▸ **DATA EXTRACT**:
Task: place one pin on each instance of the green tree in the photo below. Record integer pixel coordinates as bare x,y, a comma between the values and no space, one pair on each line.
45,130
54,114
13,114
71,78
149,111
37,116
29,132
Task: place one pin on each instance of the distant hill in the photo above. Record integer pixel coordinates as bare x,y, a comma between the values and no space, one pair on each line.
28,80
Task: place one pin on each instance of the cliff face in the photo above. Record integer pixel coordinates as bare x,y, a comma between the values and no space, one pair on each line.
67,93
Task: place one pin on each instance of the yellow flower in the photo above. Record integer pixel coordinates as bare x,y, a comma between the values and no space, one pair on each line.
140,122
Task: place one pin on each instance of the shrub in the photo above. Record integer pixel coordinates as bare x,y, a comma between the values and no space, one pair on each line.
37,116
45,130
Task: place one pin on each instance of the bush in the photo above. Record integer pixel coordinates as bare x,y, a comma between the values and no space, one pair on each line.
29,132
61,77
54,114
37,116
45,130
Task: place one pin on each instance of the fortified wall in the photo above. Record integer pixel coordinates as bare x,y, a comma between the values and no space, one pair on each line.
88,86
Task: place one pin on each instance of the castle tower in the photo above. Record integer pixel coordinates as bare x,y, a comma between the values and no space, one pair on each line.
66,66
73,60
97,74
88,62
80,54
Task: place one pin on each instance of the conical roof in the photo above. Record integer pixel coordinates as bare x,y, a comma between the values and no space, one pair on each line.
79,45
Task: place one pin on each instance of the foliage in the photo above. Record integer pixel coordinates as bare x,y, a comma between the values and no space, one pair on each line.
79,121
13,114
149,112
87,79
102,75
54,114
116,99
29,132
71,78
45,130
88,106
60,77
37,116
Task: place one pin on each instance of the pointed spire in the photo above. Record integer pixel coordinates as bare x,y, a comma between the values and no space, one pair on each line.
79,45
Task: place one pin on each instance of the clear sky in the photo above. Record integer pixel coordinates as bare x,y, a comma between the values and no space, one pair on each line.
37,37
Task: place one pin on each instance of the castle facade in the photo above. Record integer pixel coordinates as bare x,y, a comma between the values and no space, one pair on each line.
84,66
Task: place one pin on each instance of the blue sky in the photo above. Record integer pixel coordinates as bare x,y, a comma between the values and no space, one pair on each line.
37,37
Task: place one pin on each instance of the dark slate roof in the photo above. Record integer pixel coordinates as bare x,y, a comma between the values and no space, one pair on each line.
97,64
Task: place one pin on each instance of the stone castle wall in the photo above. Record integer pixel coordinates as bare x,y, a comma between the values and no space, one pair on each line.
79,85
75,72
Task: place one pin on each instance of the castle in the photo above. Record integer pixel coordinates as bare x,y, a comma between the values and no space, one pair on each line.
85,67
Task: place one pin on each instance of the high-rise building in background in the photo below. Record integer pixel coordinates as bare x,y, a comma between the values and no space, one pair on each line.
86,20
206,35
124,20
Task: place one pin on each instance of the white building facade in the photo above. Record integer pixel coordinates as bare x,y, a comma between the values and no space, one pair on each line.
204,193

▸ **EXERCISE GOAL**: The response must reproduce the whole listing exactly.

▸ **ANSWER TO THIS EXERCISE**:
Task: place one pin on each instance of the green tree in the photo below. Record integer pixel coordinates as bare x,y, a comma between the values and no space, one pair on each line.
45,130
54,114
13,114
71,78
149,111
37,116
29,132
Task: place one pin on each instance of the distant hill in the photo above. Record integer pixel coordinates as bare x,y, a comma between the values and no space, one pair on each line.
28,80
Task: place one pin on each instance of the cliff face in the photo above. Record integer pixel coordinates as bare x,y, a comma between the values and no space, one pair on each line.
67,93
Task: place one pin on each instance of the yellow flower in the photo above. Record integer pixel coordinates as bare x,y, a comma between the values and no space, one pair on each line.
140,122
Task: place one pin on each instance of the shrub in the photo above. Record integer pixel coordinates as bare x,y, a comma between the values and no space, one pair on each line.
37,116
45,130
Task: place one pin on each instance of the bush in the photo above. Record integer pixel coordinates as bare x,y, a comma between the values and no space, one pair on each line.
29,132
61,77
54,114
37,116
45,130
Task: place one pin on each instance of the fortified wall in the photo above. Record integer pixel coordinates as bare x,y, a comma between the values and no space, one pair on each line.
88,86
Task: place one pin on each instance of the castle tower in the photo above. Record integer pixel coordinates as bare x,y, a comma between the values and no space, one pair on each line.
66,66
73,60
97,74
88,62
80,54
Task: place one pin on each instance of the conical roof in the photo above. Record integer pixel coordinates as bare x,y, a comma between the values and no space, one pair on each line.
79,45
Task: place one pin on each instance of the foliage in the photo above. Record integer pixel coordinates as bare x,y, a comma between the values and no space, one pair on each line.
79,121
13,114
149,112
87,79
102,75
54,114
116,99
29,132
71,78
45,130
88,106
60,77
37,116
Task: place one pin on each instance of the pointed spire in the photo above. Record integer pixel coordinates as bare x,y, a comma between the values and no space, one pair on each line.
79,45
Task: place one pin on each instance of the clear sky in the photo above. Record integer pixel coordinates as bare x,y, a comma between the values and no space, one pair on each line.
37,37
Task: place one pin on each instance of the castle facade in the photo above. Record integer pixel coordinates as bare x,y, a comma between the values and no space, one pair on each line.
84,66
Task: place one pin on each instance of the blue sky in the photo above. Record integer pixel coordinates as bare x,y, a comma between the values and no space, one pair on each line.
37,37
Task: place one pin on each instance of the dark slate roof in the photo above. Record integer pixel coordinates as bare x,y, a comma between the values and no space, one pair on each line.
97,64
Task: place one pin on each instance of the stone castle wall in the photo above. Record integer pixel coordinates as bare x,y, a comma between the values and no space, one pair on each line.
79,85
75,72
Task: place one pin on each instance of the castle in the photo above. Record integer pixel coordinates as bare x,y, a comma between the values and no space, one pair on each line.
85,67
Task: place one pin on each instance of the high-rise building in background in the photo below. Record integer pixel coordinates as bare x,y, a comma between the values and no space, one pair on each line.
86,20
206,35
124,20
Task: place one pin on each instance of the white building facade in the photo above. Record integer pixel coordinates as bare x,y, a comma between the values and no space, one pair on each line.
204,193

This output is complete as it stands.